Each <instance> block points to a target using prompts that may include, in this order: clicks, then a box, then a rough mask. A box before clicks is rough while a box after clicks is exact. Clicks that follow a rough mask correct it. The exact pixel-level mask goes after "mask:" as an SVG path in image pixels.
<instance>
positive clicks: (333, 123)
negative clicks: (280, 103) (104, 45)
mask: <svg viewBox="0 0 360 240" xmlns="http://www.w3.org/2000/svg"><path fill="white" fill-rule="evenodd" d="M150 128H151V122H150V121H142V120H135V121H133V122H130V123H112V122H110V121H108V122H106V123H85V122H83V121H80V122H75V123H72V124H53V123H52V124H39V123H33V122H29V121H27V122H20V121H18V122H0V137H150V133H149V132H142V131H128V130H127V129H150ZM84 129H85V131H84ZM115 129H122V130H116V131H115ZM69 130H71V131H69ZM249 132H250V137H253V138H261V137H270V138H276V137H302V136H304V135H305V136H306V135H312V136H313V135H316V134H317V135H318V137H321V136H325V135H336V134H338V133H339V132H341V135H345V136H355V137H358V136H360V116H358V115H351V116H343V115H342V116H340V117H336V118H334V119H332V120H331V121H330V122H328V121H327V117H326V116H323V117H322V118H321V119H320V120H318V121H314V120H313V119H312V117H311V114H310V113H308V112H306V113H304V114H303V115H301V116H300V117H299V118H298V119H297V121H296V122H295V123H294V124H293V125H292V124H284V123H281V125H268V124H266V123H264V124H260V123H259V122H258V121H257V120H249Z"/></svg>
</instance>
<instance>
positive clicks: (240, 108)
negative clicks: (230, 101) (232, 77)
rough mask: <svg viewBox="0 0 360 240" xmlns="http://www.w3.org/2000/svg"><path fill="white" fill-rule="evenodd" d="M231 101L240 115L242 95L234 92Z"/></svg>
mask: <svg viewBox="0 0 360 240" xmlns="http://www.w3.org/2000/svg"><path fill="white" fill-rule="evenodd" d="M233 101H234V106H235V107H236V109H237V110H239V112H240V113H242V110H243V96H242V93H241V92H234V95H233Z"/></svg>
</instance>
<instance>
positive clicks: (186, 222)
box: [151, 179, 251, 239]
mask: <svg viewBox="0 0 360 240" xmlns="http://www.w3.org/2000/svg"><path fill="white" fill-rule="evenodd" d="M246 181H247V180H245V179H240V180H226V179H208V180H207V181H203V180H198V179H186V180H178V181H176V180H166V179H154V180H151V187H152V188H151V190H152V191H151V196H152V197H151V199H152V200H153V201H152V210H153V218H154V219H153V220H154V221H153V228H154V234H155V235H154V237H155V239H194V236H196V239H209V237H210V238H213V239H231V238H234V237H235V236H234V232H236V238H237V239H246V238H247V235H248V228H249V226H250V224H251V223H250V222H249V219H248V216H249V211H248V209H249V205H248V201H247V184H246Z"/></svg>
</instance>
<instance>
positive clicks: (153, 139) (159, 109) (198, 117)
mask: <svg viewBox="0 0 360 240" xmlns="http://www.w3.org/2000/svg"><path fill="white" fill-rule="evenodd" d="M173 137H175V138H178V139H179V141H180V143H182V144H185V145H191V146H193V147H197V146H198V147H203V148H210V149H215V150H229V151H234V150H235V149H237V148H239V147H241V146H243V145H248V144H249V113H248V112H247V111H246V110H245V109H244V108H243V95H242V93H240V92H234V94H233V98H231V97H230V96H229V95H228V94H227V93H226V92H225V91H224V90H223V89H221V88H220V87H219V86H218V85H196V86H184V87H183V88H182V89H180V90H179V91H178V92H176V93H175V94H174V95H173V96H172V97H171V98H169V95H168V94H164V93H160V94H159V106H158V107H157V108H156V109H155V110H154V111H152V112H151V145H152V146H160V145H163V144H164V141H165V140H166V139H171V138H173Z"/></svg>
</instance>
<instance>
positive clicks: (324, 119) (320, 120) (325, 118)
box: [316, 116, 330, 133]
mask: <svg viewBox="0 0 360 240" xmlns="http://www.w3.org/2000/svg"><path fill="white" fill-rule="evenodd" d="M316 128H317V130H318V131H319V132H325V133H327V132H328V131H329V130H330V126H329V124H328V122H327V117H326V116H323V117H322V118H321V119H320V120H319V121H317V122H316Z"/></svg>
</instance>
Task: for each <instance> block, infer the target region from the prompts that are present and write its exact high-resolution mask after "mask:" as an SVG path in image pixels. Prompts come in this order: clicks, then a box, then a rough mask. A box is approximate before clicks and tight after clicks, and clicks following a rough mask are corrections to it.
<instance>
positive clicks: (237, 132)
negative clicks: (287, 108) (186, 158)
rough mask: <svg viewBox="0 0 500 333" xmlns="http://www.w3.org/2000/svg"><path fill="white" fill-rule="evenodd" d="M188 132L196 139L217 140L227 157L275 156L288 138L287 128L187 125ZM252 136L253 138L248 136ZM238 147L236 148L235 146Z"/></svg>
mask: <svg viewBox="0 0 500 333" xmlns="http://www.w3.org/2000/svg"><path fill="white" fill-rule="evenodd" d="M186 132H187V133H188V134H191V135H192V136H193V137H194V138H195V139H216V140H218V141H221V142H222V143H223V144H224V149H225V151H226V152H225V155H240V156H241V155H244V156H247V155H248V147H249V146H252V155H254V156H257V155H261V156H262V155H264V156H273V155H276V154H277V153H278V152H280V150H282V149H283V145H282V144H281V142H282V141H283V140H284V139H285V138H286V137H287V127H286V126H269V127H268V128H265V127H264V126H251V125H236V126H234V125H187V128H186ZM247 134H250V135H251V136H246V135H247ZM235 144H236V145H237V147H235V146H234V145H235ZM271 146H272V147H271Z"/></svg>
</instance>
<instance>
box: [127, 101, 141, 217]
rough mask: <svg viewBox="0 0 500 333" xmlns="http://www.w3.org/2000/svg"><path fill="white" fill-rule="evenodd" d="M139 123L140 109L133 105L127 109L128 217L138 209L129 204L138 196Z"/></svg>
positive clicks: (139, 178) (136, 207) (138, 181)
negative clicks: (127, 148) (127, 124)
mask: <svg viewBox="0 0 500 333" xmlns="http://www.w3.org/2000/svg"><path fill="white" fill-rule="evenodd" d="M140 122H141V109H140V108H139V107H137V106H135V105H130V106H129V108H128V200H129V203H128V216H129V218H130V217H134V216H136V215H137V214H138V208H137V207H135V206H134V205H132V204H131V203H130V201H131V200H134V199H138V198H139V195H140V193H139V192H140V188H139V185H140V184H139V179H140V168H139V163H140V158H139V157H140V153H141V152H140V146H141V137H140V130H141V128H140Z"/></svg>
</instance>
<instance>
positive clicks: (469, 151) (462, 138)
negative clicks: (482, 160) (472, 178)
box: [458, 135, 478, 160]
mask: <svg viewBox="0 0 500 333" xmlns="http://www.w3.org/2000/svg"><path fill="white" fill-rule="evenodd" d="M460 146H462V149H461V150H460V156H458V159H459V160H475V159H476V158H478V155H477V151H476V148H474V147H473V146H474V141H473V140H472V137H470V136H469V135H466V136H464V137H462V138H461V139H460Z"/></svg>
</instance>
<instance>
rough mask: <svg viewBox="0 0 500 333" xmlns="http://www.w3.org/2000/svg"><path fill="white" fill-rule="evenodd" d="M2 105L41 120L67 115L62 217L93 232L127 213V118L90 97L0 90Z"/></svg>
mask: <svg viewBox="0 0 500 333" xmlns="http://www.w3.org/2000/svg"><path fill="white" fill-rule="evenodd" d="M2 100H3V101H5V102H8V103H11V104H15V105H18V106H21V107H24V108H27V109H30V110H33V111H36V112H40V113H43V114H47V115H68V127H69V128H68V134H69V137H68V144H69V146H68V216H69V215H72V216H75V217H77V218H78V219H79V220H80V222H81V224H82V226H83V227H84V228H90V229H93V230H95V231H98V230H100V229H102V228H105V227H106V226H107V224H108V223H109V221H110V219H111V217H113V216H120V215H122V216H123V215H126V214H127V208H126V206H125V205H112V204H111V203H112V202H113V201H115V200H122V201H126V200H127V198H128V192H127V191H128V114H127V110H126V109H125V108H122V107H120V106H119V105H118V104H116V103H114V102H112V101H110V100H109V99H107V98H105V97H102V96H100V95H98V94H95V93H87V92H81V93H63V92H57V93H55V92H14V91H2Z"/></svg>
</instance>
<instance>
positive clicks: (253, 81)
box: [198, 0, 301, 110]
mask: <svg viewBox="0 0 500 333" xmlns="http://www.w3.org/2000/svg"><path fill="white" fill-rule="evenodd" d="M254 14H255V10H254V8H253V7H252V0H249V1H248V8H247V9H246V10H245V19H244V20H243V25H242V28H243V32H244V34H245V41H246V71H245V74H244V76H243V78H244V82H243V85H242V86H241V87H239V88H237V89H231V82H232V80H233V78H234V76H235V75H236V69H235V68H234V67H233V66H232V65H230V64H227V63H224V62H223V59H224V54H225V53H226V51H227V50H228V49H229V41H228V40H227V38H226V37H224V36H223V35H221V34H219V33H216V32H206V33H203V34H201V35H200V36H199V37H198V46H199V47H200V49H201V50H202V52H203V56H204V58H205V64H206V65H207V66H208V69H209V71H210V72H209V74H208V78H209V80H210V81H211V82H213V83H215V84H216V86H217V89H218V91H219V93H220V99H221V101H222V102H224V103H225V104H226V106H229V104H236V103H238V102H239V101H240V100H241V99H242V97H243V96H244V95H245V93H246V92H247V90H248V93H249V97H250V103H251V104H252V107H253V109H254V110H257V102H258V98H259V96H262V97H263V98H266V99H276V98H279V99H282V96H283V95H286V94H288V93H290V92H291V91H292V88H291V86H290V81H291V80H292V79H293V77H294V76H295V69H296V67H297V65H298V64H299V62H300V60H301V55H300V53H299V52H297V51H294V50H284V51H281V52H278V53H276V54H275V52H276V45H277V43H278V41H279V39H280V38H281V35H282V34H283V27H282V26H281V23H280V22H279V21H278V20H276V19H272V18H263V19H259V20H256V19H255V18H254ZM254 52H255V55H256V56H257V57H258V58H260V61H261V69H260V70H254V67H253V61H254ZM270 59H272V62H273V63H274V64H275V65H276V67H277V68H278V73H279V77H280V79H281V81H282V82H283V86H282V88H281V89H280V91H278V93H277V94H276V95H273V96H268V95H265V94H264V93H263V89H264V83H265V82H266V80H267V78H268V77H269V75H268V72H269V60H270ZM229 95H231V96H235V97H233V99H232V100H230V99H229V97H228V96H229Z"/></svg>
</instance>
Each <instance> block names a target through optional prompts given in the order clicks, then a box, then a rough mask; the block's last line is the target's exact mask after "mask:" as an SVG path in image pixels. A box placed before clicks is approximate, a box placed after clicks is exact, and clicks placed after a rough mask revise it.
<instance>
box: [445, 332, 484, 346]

====

The task
The expected output is each line of the records above that includes the word "image".

Task response
Each <instance> block points to a target using prompts that may include, in this order: clicks, then a box, then a rough mask. A box before clicks is rough while a box after clicks is exact. Clicks that follow a rough mask correct it. The exact pixel-level mask goes after "mask:" as an SVG path in image pixels.
Task: for each <instance> block, infer the target region from the prompts that are present and write its exact high-resolution mask after "mask:" as an SVG path in image pixels. Prompts come in this order: clicks, then a box, then a rough mask. A box is approximate before clicks and tight after clicks, and clicks following a rough mask are corrections to it.
Each <instance> block names a target through optional prompts given in the order clicks, then a box, then a rough mask; the block's last line is the target's exact mask after "mask:" as an SVG path in image pixels. A box placed before clicks is approximate, a box placed after clicks is exact, and clicks placed after a rough mask revise it.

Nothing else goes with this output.